__Выбранный фрагмент__
╭──

Ориентация французской науки на практические нужды диктовалась еще и военной необходимостью для страны, терявшей мужское население в постоянных войнах и продолжавшей сражаться практически со всей Европой. Но не менее важную роль в этой ориентации играли идеалы Просвещения. Достаточно вспомнить, что в своих философских письмах Вольтер прямо высказывается против чрезмерно теоретического и абстрактного знания: «Быть может, то, что делает всего больше чести человеческому уму, часто бывает меньше всего полезным… Относится это почти ко всем искусствам без исключения: существует предел, за которым исследования производятся только из любопытства: эти остроумные и бесполезные истины подобны звездам, расположенным чересчур далеко от нас и потому не дающим нам света». Заметим, что именно интерес лишь к источникам света, а не к звездам в определенном смысле и привел впоследствии к отставанию французской науки.
Но в начале XIX века результаты были удивительны: во вновь образованных высших школах работали самые сильные математики Франции, на основе лекций, прочитанных в Политехнической школе, составлялись наиболее популярные учебники по математике (некоторые из них сохранили свое значение и до сегодняшнего дня). Не менее четверти всех курсов занимали теоретические предметы. Наполеон, узнав о слишком большой занятости высшей школы конкретными военными проблемами, призвал не убивать курицу, несущую золотые яйца, и военное дело потеснилось перед точными науками.
Традиция вверять власть ученым отчасти продолжилась — высшее чиновничество Франции, как правило, составляли (и составляют) выпускники созданных в конце XVIII — начале XIX века Политехнической и Нормальной школ. В этом контексте знаменательна разница в образовании и материальном положении двух современников — французского ученого Гей-Люссака и английского Дэви.

╰──

__Выбранные строки__
╭──

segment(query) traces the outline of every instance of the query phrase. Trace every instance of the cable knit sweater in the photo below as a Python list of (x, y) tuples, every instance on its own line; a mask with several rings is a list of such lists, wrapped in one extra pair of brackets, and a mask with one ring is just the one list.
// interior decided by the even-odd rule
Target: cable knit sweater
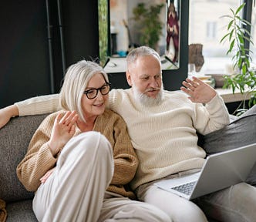
[[(42, 104), (49, 111), (59, 109), (54, 102), (58, 95), (49, 96), (44, 102), (37, 97), (16, 103), (20, 115), (39, 113)], [(126, 121), (139, 158), (133, 189), (172, 173), (201, 168), (206, 153), (197, 146), (196, 132), (207, 134), (229, 123), (228, 112), (219, 95), (205, 106), (192, 103), (180, 91), (164, 91), (163, 96), (160, 105), (146, 107), (134, 100), (131, 89), (110, 91), (109, 108)]]
[[(52, 156), (47, 142), (59, 112), (64, 114), (64, 111), (52, 113), (41, 123), (29, 143), (28, 153), (17, 167), (18, 177), (28, 190), (35, 191), (41, 184), (39, 179), (56, 166), (58, 158)], [(107, 190), (134, 199), (134, 193), (126, 184), (135, 175), (138, 160), (125, 122), (114, 112), (106, 109), (97, 117), (93, 131), (103, 133), (113, 146), (114, 175)], [(74, 136), (81, 133), (76, 127)]]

╰──

Повторите дословно часть приведенного выше текста о французской науке: от слов «Но в начале» до слов «перед точными науками.» включительно.

__Ответ к заданию__
Но в начале XIX века результаты были удивительны: во вновь образованных высших школах работали самые сильные математики Франции, на основе лекций, прочитанных в Политехнической школе, составлялись наиболее популярные учебники по математике (некоторые из них сохранили свое значение и до сегодняшнего дня). Не менее четверти всех курсов занимали теоретические предметы. Наполеон, узнав о слишком большой занятости высшей школы конкретными военными проблемами, призвал не убивать курицу, несущую золотые яйца, и военное дело потеснилось перед точными науками.